____ TEXT UNDER STUDY

General practice needs a new funding model to respond to workload and staffing challenges, a study has claimed.
NHS England takes into consideration only a limited number of variables considered relevant to workload and staffing when allocating resources, researchers from Oxford, Cambridge and Bristol suggested.
Conversely, a study published yesterday (24 April) in the British Journal of General Practice (BJGP) shed light on a new model that could ‘inform the development of more sophisticated staffing models, and resource allocation formulae’.
Lead author Toqir Mukhtar of the University of Cambridge said: ‘General practice requires a new resource allocation model, and the one we have developed is of greater utility than that currently used by NHS England because we consider the independent effect of six variables not considered in the NHS England model.
‘Our findings can be used to inform the development of a more sophisticated resource allocation formula which, given the increase in clinical workload, is required.’
Six factors
The researchers argue that the current workload formula in use by NHS England ‘considers the effect of only four variables (sex and age group, rurality, deprivation, and number of new registrations) on the duration of consultation’.
Future funding formulas should instead include six further factors: ‘patient ethnicity, smoking status, numbers of GPs, number of nurses, QOF (quality measures) scores, and practice training status’.
Lead author Toqir Mukhtar and colleagues obtained data from the Clinical Practice Research Datalink (CPRD) on ‘consultations with non-temporary patients registered for at least one day at an English general practice between April 2013 and March 2014’.
After having analysed the increase in consultation rates with GPs and practice nurses in 316 general practices in England, they concluded that the six factors mentioned above were linked to increases in consultation rates.
Funding based on local needs
A previous study published earlier this year concluded that practices are not receiving funding based on local needs, with modest funding provided for high deprivation and older age.
However, the study published today concluded that their finding could help better identify those practices that need additional support, ‘including infrastructure such as consultation space, because of their predicted higher workload’.
It continued: ‘The findings show that practices in areas that have more older patients living in deprived areas (as in some seaside towns), or a higher proportion of patients from Asian ethnic groups, are likely to experience high workload, and this should be accounted for in workforce planning’.

________
____ RECORDS PROVIDED

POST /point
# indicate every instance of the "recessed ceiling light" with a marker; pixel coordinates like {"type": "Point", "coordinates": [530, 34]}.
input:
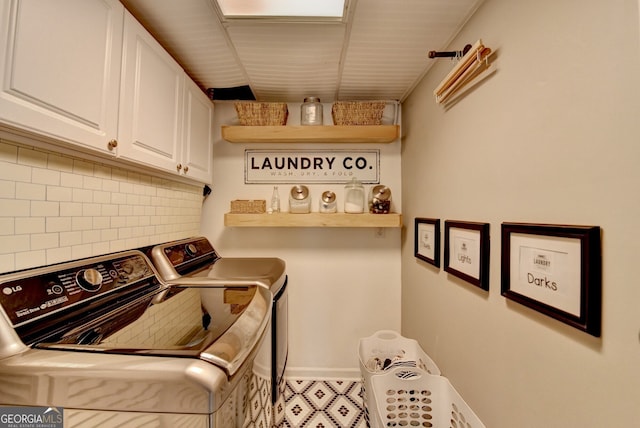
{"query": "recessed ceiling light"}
{"type": "Point", "coordinates": [273, 9]}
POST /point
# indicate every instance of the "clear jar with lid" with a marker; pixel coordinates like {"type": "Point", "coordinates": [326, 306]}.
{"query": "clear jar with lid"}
{"type": "Point", "coordinates": [311, 111]}
{"type": "Point", "coordinates": [354, 197]}
{"type": "Point", "coordinates": [328, 202]}
{"type": "Point", "coordinates": [380, 200]}
{"type": "Point", "coordinates": [299, 200]}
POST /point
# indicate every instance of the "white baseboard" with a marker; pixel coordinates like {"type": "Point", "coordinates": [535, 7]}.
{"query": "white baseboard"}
{"type": "Point", "coordinates": [315, 373]}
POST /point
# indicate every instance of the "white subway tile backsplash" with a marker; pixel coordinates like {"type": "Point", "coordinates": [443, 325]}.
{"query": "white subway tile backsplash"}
{"type": "Point", "coordinates": [45, 176]}
{"type": "Point", "coordinates": [7, 189]}
{"type": "Point", "coordinates": [34, 192]}
{"type": "Point", "coordinates": [82, 195]}
{"type": "Point", "coordinates": [109, 210]}
{"type": "Point", "coordinates": [7, 261]}
{"type": "Point", "coordinates": [29, 225]}
{"type": "Point", "coordinates": [68, 239]}
{"type": "Point", "coordinates": [30, 157]}
{"type": "Point", "coordinates": [81, 223]}
{"type": "Point", "coordinates": [92, 183]}
{"type": "Point", "coordinates": [70, 180]}
{"type": "Point", "coordinates": [57, 208]}
{"type": "Point", "coordinates": [8, 152]}
{"type": "Point", "coordinates": [15, 208]}
{"type": "Point", "coordinates": [81, 251]}
{"type": "Point", "coordinates": [58, 255]}
{"type": "Point", "coordinates": [118, 198]}
{"type": "Point", "coordinates": [90, 236]}
{"type": "Point", "coordinates": [41, 241]}
{"type": "Point", "coordinates": [45, 209]}
{"type": "Point", "coordinates": [57, 193]}
{"type": "Point", "coordinates": [7, 225]}
{"type": "Point", "coordinates": [58, 224]}
{"type": "Point", "coordinates": [101, 197]}
{"type": "Point", "coordinates": [91, 210]}
{"type": "Point", "coordinates": [110, 186]}
{"type": "Point", "coordinates": [101, 222]}
{"type": "Point", "coordinates": [83, 167]}
{"type": "Point", "coordinates": [70, 209]}
{"type": "Point", "coordinates": [14, 244]}
{"type": "Point", "coordinates": [31, 258]}
{"type": "Point", "coordinates": [59, 163]}
{"type": "Point", "coordinates": [15, 172]}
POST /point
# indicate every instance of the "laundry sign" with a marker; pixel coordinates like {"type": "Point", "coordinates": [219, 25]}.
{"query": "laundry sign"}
{"type": "Point", "coordinates": [311, 166]}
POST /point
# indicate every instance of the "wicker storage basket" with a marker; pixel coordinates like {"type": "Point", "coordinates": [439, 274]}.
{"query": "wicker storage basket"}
{"type": "Point", "coordinates": [408, 397]}
{"type": "Point", "coordinates": [382, 352]}
{"type": "Point", "coordinates": [253, 206]}
{"type": "Point", "coordinates": [262, 114]}
{"type": "Point", "coordinates": [357, 112]}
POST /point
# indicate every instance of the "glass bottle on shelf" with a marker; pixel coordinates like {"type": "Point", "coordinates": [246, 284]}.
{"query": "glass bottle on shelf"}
{"type": "Point", "coordinates": [275, 201]}
{"type": "Point", "coordinates": [311, 111]}
{"type": "Point", "coordinates": [354, 197]}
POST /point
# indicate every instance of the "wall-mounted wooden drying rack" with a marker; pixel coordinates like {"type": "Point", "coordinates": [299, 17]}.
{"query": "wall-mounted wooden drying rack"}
{"type": "Point", "coordinates": [474, 60]}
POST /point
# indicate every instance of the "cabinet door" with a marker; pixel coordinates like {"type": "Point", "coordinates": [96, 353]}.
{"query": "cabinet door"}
{"type": "Point", "coordinates": [151, 101]}
{"type": "Point", "coordinates": [197, 157]}
{"type": "Point", "coordinates": [60, 68]}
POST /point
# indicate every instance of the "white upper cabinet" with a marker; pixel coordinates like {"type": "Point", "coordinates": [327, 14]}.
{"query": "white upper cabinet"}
{"type": "Point", "coordinates": [197, 153]}
{"type": "Point", "coordinates": [165, 119]}
{"type": "Point", "coordinates": [152, 100]}
{"type": "Point", "coordinates": [60, 69]}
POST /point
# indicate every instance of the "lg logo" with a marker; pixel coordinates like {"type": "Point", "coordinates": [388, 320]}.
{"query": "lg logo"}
{"type": "Point", "coordinates": [10, 290]}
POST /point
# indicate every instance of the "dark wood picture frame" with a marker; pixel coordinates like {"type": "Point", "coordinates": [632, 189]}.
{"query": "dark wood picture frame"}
{"type": "Point", "coordinates": [550, 258]}
{"type": "Point", "coordinates": [427, 248]}
{"type": "Point", "coordinates": [469, 243]}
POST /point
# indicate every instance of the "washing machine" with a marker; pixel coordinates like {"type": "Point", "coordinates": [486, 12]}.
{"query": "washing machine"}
{"type": "Point", "coordinates": [104, 341]}
{"type": "Point", "coordinates": [194, 260]}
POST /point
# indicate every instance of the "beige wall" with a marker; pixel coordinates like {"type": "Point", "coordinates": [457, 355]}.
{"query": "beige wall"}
{"type": "Point", "coordinates": [55, 208]}
{"type": "Point", "coordinates": [344, 283]}
{"type": "Point", "coordinates": [552, 137]}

________

In the article on general practice funding, why does Toqir Mukhtar say the new resource allocation model is of greater use than the one NHS England currently uses? Answer in one to three sentences. The material has no connection to the text.

Mukhtar says it is of greater use because it considers the independent effect of six variables that the NHS England model leaves out: patient ethnicity, smoking status, number of GPs, number of nurses, QOF scores, and practice training status.